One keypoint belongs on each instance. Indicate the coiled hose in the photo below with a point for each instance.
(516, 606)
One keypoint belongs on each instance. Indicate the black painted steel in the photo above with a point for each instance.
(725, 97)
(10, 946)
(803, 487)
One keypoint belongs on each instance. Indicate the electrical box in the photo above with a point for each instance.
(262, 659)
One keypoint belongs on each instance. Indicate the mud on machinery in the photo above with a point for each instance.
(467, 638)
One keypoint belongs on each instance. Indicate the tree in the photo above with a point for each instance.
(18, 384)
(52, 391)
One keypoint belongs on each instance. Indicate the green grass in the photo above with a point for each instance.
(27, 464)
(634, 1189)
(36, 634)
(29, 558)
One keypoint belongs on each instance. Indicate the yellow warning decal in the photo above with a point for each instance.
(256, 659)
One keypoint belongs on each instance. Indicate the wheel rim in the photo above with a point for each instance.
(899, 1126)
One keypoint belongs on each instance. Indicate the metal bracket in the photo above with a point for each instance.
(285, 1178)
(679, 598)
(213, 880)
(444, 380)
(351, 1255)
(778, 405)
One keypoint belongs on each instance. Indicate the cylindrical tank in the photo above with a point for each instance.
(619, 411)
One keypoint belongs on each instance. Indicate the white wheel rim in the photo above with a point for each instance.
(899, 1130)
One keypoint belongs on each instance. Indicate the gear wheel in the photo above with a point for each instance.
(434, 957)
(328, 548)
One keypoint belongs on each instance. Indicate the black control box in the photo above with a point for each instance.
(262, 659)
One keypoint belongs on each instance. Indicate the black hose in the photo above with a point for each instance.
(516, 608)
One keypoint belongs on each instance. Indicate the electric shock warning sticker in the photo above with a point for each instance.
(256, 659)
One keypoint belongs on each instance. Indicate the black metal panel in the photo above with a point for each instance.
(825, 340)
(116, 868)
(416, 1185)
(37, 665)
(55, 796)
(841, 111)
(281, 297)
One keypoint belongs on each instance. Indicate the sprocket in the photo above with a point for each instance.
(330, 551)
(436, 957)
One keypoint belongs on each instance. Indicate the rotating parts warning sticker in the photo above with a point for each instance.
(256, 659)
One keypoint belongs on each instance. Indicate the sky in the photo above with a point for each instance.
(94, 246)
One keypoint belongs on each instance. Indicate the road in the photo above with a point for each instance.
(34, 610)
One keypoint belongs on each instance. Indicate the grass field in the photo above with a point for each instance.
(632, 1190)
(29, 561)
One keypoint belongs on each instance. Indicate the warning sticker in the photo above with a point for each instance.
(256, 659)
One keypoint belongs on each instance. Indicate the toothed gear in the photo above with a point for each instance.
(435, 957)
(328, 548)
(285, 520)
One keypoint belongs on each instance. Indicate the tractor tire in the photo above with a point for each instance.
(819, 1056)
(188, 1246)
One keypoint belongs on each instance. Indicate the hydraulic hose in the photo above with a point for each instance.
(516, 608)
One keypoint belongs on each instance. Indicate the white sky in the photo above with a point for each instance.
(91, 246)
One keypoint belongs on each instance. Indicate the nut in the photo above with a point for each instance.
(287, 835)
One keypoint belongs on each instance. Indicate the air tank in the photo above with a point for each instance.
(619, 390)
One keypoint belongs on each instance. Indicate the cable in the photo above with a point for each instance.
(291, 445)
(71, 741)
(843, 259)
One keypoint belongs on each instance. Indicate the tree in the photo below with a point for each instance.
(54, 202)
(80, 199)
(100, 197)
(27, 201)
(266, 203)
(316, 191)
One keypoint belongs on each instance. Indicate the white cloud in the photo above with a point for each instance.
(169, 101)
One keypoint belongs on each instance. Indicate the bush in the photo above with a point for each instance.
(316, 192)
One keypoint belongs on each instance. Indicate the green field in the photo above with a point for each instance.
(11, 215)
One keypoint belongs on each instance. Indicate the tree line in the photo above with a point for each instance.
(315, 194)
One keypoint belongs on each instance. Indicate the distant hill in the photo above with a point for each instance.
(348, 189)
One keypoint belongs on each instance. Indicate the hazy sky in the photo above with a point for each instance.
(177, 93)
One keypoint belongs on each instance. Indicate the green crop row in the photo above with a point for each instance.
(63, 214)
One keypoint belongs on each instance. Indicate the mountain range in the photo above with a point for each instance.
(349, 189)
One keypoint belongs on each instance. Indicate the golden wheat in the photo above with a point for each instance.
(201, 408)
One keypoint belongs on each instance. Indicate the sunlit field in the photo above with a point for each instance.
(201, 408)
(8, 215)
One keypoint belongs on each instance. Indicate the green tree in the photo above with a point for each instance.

• Your goal:
From the first line to the last, return the data exactly as written.

• Your response:
One keypoint belongs on each instance. Indicate the coiled hose in the photo below with a point for each instance.
(516, 606)
One keypoint belongs on each instance. Indicate the black painted steel in the photo above with a point for each instance.
(725, 97)
(10, 946)
(803, 487)
One keypoint belongs on each instance. Indicate the electrical box in the photo above with a point for each instance.
(262, 659)
One keypoint belongs on each instance. Indicate the mud on machinery in the photo above with a point for each instance.
(467, 638)
One keypoint belongs on each instance. Indicate the tree in the photo above with a point for each instance.
(18, 384)
(52, 391)
One keypoint belongs on each instance. Indicate the green grass in the photo above with a point for each instance.
(27, 464)
(634, 1189)
(36, 634)
(29, 558)
One keypoint belongs on each instance. Indicate the yellow warning decal in the photo above with a point for each instance.
(256, 659)
One keypoint belongs on each instance. Indicate the wheel rim in the photo above with a point for each instance.
(899, 1126)
One keypoint belongs on each instance. Indicate the metal bracket in the photo above with a point for each instance.
(285, 1178)
(679, 598)
(213, 880)
(444, 380)
(351, 1255)
(778, 405)
One keypoint belongs on each instance. Indicate the cylindrical tank in the photo above with a point for each instance.
(619, 411)
One keypoint belongs on each instance. Indicate the white wheel rim in the photo above with a point for each instance.
(899, 1130)
One keypoint belongs on each instance. Indicate the gear wheel in the photo above with a point for each instance.
(434, 957)
(328, 548)
One keypoint belongs on each instance. Indicate the black control box in the photo above with a point for each instance.
(262, 659)
One keypoint belongs on each instance. Indicate the black hose in the photo above with a point for each instance.
(516, 608)
One keypoint belongs on each instance. Indicate the electric shock warning sticker in the photo above with a point for each instance.
(256, 659)
One keypoint belongs on each instance. Indicate the black metal panel in the photo above with a point for each instance.
(825, 340)
(116, 868)
(416, 1185)
(37, 665)
(55, 796)
(841, 111)
(281, 297)
One keypoint belongs on each instance. Indicate the sprocket in the photo above with a point for each instance.
(330, 551)
(436, 957)
One keypoint belongs on each instance. Indicate the rotating parts warning sticker in the photo above with a point for each instance.
(256, 659)
One keypoint belongs on each instance. Indicate the sky in the photo above with a point for each instance.
(94, 246)
One keypoint belongs on each instance. Indicate the road in the photo above with a point for each instance.
(34, 610)
One keypoint belongs on each instance. Indicate the grass field in the photo above with a point for each instance.
(632, 1190)
(29, 561)
One keypoint belongs on each instance. Indicate the warning sticker in the photo above with a point for each instance.
(256, 659)
One keypoint belongs on each instance. Indicate the toothed gear in the photo above with a point for each instance.
(435, 957)
(328, 548)
(285, 520)
One keypoint belongs on each instance. Indicate the tractor tire in the photo above with a point for each instance.
(819, 1056)
(188, 1246)
One keypoint belongs on each instance. Indicate the hydraulic hose in the photo above with a point for each instance.
(516, 608)
One keypoint belongs on each instance. Indicate the white sky in the photo above with a point for each instance.
(91, 246)
One keypoint belongs on each instance. Indicate the nut in the photo above with a point for each instance.
(287, 835)
One keypoint belongs on each instance. Indicate the air tank in the photo above with a point for each instance.
(619, 390)
One keypoint belongs on each instance. Indicate the cable in the photo above with a point for each instance.
(291, 445)
(71, 741)
(843, 259)
One keypoint belongs on each instance. Indicate the tree in the photo below with a point for each instance.
(54, 202)
(80, 199)
(100, 197)
(27, 201)
(266, 203)
(316, 191)
One keypoint belongs on each instance. Indicate the white cloud in the photo above with a point for each instance.
(169, 101)
One keypoint belongs on each instance. Indicate the bush in the photo above with a point for each instance.
(316, 192)
One keypoint belongs on each instance. Indicate the green field in the photo above with a point for each instance.
(11, 215)
One keypoint belongs on each instance. Indicate the tree line in the photo above with a point for each instance.
(315, 194)
One keypoint belongs on each instance. Indicate the distant hill in the photo above with a point for each instance.
(348, 189)
One keypoint belongs on each instance. Indicate the hazy sky in the photo above with a point for each instance.
(177, 93)
One keypoint belongs on each instance. Indicate the green crop row in the photo above with a point for each instance.
(63, 214)
One keypoint belongs on each instance. Indicate the mountain range in the photo above with a point for each instance.
(349, 189)
One keypoint belongs on each instance. Indicate the golden wheat in the photo above with a point for each instance.
(201, 408)
One keypoint belongs on each instance. Indicate the sunlit field in the photo above with a point for each instance.
(201, 408)
(8, 215)
One keypoint belongs on each instance. Indicate the green tree in the photo above with a point for each instance.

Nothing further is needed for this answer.